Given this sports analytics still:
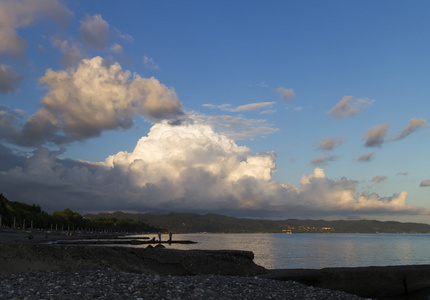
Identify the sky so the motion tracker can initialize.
[0,0,430,224]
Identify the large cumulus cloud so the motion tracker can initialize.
[0,120,429,218]
[15,57,183,145]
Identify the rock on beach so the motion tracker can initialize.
[0,234,370,300]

*Challenge*: Put every line of the material above into a Markdown table with the columns "Row" and "Line," numbering the rows and skipping blank lines. Leave the pictures out.

*Full response*:
| Row | Line |
|---|---|
| 1 | Given this sports analytics still: |
| 2 | Identify the sky so the motion tracker can initialize. |
| 3 | [0,0,430,224] |
| 4 | Identify the large cumulus cloud so the motion tracker can initialize. |
| 5 | [0,120,429,218] |
| 6 | [15,57,183,145] |
| 7 | Identify the rock on beach so the motion tracker can initialize. |
| 8 | [0,234,370,300] |